*** Block opens ***

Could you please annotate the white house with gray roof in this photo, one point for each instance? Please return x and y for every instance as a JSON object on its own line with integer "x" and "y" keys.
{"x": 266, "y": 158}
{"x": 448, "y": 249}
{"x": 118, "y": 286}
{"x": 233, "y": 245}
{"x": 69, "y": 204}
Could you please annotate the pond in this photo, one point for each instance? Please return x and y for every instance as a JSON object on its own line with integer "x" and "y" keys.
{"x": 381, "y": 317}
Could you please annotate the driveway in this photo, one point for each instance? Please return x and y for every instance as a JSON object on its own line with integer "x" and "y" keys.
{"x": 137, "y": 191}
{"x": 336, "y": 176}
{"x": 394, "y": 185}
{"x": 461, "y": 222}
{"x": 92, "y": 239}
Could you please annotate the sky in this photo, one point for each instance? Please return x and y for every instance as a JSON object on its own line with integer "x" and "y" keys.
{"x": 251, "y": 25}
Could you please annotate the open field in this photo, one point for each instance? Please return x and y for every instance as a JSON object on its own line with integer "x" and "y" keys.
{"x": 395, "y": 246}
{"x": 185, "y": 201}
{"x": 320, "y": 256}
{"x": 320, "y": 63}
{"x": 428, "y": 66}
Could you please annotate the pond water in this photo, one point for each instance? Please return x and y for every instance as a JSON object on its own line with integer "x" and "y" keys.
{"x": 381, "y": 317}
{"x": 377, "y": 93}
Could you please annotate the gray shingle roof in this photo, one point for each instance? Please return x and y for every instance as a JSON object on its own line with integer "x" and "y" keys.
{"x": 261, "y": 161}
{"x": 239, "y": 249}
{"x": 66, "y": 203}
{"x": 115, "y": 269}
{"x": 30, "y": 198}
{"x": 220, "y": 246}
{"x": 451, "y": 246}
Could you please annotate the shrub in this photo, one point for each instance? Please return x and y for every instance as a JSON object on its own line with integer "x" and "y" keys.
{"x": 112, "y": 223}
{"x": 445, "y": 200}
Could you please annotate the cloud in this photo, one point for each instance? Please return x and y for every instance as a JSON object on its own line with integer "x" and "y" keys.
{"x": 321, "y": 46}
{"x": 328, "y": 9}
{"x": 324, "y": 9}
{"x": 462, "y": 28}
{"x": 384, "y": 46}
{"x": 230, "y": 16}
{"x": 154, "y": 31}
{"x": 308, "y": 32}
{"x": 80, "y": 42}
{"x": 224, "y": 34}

*** Block closes ***

(Exercise aim)
Every record above is to be written out exactly.

(Written solution)
Could you please annotate the white house with gray roof in this photo, one point for each instance? Please return x and y for every instance as a JSON object on its own line with integer "x" and "y" keys.
{"x": 266, "y": 158}
{"x": 448, "y": 249}
{"x": 118, "y": 286}
{"x": 233, "y": 245}
{"x": 69, "y": 204}
Could you please annotate the pond in this photo, one point for each instance? Please return x and y for every instance as a JSON object on its own line with integer "x" and "y" keys.
{"x": 381, "y": 317}
Could you please annotate the driveway in this photo, one point for each instance? Please return x and y for every instance as a JSON object on its own line with integer "x" and "y" keys.
{"x": 137, "y": 191}
{"x": 336, "y": 176}
{"x": 394, "y": 185}
{"x": 461, "y": 222}
{"x": 92, "y": 239}
Could you please annotate the sky in this photo, one point for each instance? Please return x and y for every instance as a JSON object on its own line with integer "x" and "y" keys.
{"x": 251, "y": 25}
Could you please annotate the open field in this photo, one point for each instance? Please return x and y for every instance as a JSON object on its own line with integer "x" and "y" keys.
{"x": 395, "y": 246}
{"x": 185, "y": 201}
{"x": 320, "y": 256}
{"x": 320, "y": 63}
{"x": 428, "y": 66}
Could you please annotate the pond water in this photo, one point for each instance? Please return x and y for every instance as a JSON object on its own line with integer "x" and "y" keys.
{"x": 381, "y": 317}
{"x": 377, "y": 93}
Could you please annotate the gray shingle roof in this photo, one point for each instance? Please return x and y for every instance as a JSON object on its own line with integer "x" and "y" keys.
{"x": 261, "y": 161}
{"x": 239, "y": 249}
{"x": 66, "y": 203}
{"x": 115, "y": 269}
{"x": 30, "y": 198}
{"x": 220, "y": 246}
{"x": 451, "y": 246}
Could you please annotate the shrub in this photo, one point for each instance? Please return x and y for every instance as a JSON object on its own line with integer "x" and "y" keys.
{"x": 112, "y": 223}
{"x": 445, "y": 200}
Could you please annotate the cloud in this photo, one point for each instance? Please return x and y for every instance as a JSON object on its own line with integer "x" and "y" keys.
{"x": 321, "y": 46}
{"x": 328, "y": 9}
{"x": 324, "y": 9}
{"x": 462, "y": 28}
{"x": 384, "y": 46}
{"x": 230, "y": 16}
{"x": 154, "y": 31}
{"x": 308, "y": 32}
{"x": 80, "y": 42}
{"x": 224, "y": 34}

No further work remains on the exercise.